Point-based annotation data

───

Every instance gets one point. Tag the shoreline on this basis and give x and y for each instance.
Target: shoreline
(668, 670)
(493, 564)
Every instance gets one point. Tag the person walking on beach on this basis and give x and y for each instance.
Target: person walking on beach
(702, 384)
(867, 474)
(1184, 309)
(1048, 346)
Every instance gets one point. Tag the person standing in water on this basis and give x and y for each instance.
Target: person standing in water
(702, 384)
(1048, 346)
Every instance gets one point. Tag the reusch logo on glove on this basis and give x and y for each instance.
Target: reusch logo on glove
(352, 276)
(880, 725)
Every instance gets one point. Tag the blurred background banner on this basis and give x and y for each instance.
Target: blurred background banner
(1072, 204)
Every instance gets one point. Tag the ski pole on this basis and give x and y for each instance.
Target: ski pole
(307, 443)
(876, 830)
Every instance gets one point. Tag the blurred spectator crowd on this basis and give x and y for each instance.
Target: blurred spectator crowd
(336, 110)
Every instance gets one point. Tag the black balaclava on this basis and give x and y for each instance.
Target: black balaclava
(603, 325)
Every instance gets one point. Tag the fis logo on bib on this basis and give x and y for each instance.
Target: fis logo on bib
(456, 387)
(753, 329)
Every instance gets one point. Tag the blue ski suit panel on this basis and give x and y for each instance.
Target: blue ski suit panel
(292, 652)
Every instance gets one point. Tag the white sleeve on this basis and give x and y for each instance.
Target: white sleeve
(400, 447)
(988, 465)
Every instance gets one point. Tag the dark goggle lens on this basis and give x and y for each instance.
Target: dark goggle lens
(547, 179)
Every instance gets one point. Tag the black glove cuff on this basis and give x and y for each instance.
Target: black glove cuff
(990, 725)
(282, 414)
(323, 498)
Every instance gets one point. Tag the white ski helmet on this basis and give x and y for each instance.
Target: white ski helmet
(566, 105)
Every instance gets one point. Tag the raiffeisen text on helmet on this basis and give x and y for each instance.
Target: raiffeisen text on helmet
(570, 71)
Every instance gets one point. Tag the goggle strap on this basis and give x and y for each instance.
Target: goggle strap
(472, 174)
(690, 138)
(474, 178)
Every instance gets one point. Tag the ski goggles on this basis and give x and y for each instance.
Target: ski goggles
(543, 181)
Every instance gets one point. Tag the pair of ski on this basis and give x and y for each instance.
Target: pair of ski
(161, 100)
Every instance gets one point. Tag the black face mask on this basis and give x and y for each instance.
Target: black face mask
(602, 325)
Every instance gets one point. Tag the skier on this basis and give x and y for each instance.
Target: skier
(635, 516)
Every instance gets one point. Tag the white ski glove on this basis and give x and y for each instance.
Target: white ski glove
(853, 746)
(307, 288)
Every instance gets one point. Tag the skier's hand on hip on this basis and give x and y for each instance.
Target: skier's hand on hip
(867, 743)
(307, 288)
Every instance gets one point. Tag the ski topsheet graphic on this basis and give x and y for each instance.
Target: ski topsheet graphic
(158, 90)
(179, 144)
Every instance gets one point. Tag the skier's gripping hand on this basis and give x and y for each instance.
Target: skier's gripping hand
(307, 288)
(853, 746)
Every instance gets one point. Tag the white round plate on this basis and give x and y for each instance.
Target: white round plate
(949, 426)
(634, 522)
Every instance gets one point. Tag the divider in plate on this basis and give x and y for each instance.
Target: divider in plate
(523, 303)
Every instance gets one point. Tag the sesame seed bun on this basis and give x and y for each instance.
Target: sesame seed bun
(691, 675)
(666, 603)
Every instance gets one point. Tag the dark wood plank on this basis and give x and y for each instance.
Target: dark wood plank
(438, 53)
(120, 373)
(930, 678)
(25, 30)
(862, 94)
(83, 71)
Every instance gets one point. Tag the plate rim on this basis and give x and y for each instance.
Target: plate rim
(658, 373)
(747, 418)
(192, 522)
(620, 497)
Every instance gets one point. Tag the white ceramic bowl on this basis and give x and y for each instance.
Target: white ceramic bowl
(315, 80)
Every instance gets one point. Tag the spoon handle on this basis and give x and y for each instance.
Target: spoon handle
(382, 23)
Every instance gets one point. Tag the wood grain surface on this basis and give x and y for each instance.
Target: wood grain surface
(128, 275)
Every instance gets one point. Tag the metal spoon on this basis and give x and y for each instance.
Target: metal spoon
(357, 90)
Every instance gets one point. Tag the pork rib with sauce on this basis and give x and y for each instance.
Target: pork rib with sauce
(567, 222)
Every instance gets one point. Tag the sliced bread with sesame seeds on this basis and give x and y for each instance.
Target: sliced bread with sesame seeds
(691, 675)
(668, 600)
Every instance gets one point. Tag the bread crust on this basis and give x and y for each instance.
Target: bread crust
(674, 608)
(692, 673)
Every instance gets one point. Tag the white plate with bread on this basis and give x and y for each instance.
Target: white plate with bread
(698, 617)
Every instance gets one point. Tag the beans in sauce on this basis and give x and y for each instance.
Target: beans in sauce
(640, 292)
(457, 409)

───

— Short problem —
Return each entry from the material above exactly as it appears.

— Written response —
Every instance gets one point. Tag the shoreline on this basis and give x and y for each instance.
Target: shoreline
(668, 670)
(493, 564)
Every instance gets one point. Tag the person walking on beach on this basis and give x and y for each instance.
Target: person walking on beach
(702, 384)
(867, 474)
(1184, 309)
(1048, 346)
Every instance gets one point. Tag the person standing in water on this basis and give x and y for each instance.
Target: person standing in water
(702, 384)
(1048, 346)
Every instance gets one point. Tag the reusch logo on glove on this basis and give x and y for each instance.
Target: reusch logo on glove
(352, 276)
(880, 725)
Every instance gets one point. Tag the blurred background banner on this basis and give x and y for each instance.
Target: blurred background banner
(1072, 204)
Every instance gets one point. Tag the ski pole on this basis and give x and y for each instance.
Target: ski pole
(307, 443)
(876, 830)
Every instance gets one point. Tag the blurred spectator crowd on this basis and give x and y for each instance.
Target: blurred spectator crowd
(336, 110)
Every instance gets one point. Tag the black balaclava on this basis and give x and y for each instance.
Target: black balaclava
(603, 325)
Every instance gets one point. Tag the fis logo on bib on this basis and give x and y for each instance.
Target: fis logo on bib
(456, 387)
(753, 329)
Every instance gets one point. Tag the blue ski suit panel on this basis and give x and y for each instance.
Target: blue ski suit panel
(292, 652)
Every instance gets one point. Tag the white sleeve on this basis and give x and y for each instance.
Target: white sleeve
(400, 447)
(988, 465)
Every instance gets one point. Tag the dark goggle lens on this basis and give x and y for each instance.
Target: dark goggle lens
(547, 179)
Every instance gets one point. Tag the black glove cuff on this basis and give x and y for each instance.
Target: black glove cuff
(990, 725)
(282, 414)
(323, 498)
Every instance gets one point. Tag the white ski helmet on this basis and give x and y for each instance.
Target: white ski helmet
(566, 105)
Every instance gets one point. Tag the raiffeisen text on helmet on this basis and give x and y for each instance.
Target: raiffeisen text on helmet
(570, 71)
Every instance gets one point. Tag the goggle strap on this basis and give x and y for each instance.
Target: goggle strap
(472, 174)
(690, 138)
(474, 178)
Every instance gets one point. Tag the ski goggles on this basis and give x and y for each instance.
Target: ski goggles
(543, 181)
Every instance gets one point. Tag the pair of ski on this basis and give x and y for each instance.
Target: pair of ski
(161, 100)
Every instance gets one point. Tag the black face mask on this basis and give x and y for each instance.
Target: black face mask
(602, 325)
Every instance gets one point. Tag the skier on this basis and give x and y for each instance.
Target: skier
(635, 516)
Every instance gets one point. Tag the white ski glove on this basis and give x and y for each instance.
Target: white ski glove
(853, 746)
(307, 288)
Every instance gets one point. Tag the skier's hand on hip on this basis and give x and y for each instance.
Target: skier's hand on hip
(867, 743)
(307, 288)
Every instance gets one point. Tag the ski topsheet graphic on this basis and give x and y for each instance.
Target: ski topsheet graphic
(158, 90)
(179, 144)
Every instance gets one point. Tag the skier's gripping hand on this basis and give x and y for each instance.
Target: skier's gripping hand
(307, 288)
(853, 746)
Every instance gets one point. Tag the white round plate on this basis and give x and y for each instance.
Target: white round plate
(949, 426)
(634, 522)
Every instance gets one point. Tag the divider in plate on this basis and give x and y for each instance.
Target: divider in plate
(523, 303)
Every instance gets one point. Tag the sesame seed bun on this basis and give x and y for each instance.
Target: sesame seed bun
(691, 675)
(666, 603)
Every instance gets one point. Tag the dark wood plank on this basis and give x and y for each instance.
Target: dark wood plank
(438, 53)
(120, 373)
(930, 678)
(25, 30)
(862, 94)
(83, 71)
Every instance gets one point. Tag the plate rim on this basis and give x and y for each instance.
Target: plate rim
(658, 373)
(747, 418)
(192, 522)
(620, 497)
Every instance gets one point. Tag the white ceramic bowl on this basis and give x and y for each instance.
Target: white ceramic bowl
(315, 80)
Every instance gets one point. Tag the spoon handle on this basis and give x and y for each instance.
Target: spoon handle
(382, 23)
Every instance gets one point. Tag the wood grain surface on this basis and give x and y for each instance.
Target: wood grain surface
(128, 275)
Every instance gets one point. Tag the metal spoon on this basis and give x and y for each instance.
Target: metal spoon
(357, 90)
Every instance gets one point. Tag the pork rib with sauce on this basis and give x and y for each instance.
Target: pork rib with sauce
(567, 222)
Every instance gets one point. Tag the sliced bread with sesame seeds on this basis and give x and y for each instance.
Target: sliced bread with sesame seeds
(691, 675)
(668, 600)
Every instance gets one point. Tag the bread crust on this basis and give x and y for each instance.
Target: bread crust
(674, 608)
(692, 673)
Every instance gets one point. Tag the white plate with bread on this basis and give x and y for each instance.
Target: white plate with bread
(698, 617)
Every instance gets one point. Tag the beans in sauce on this basis and give x and y for each instance.
Target: beans in sauce
(640, 292)
(457, 409)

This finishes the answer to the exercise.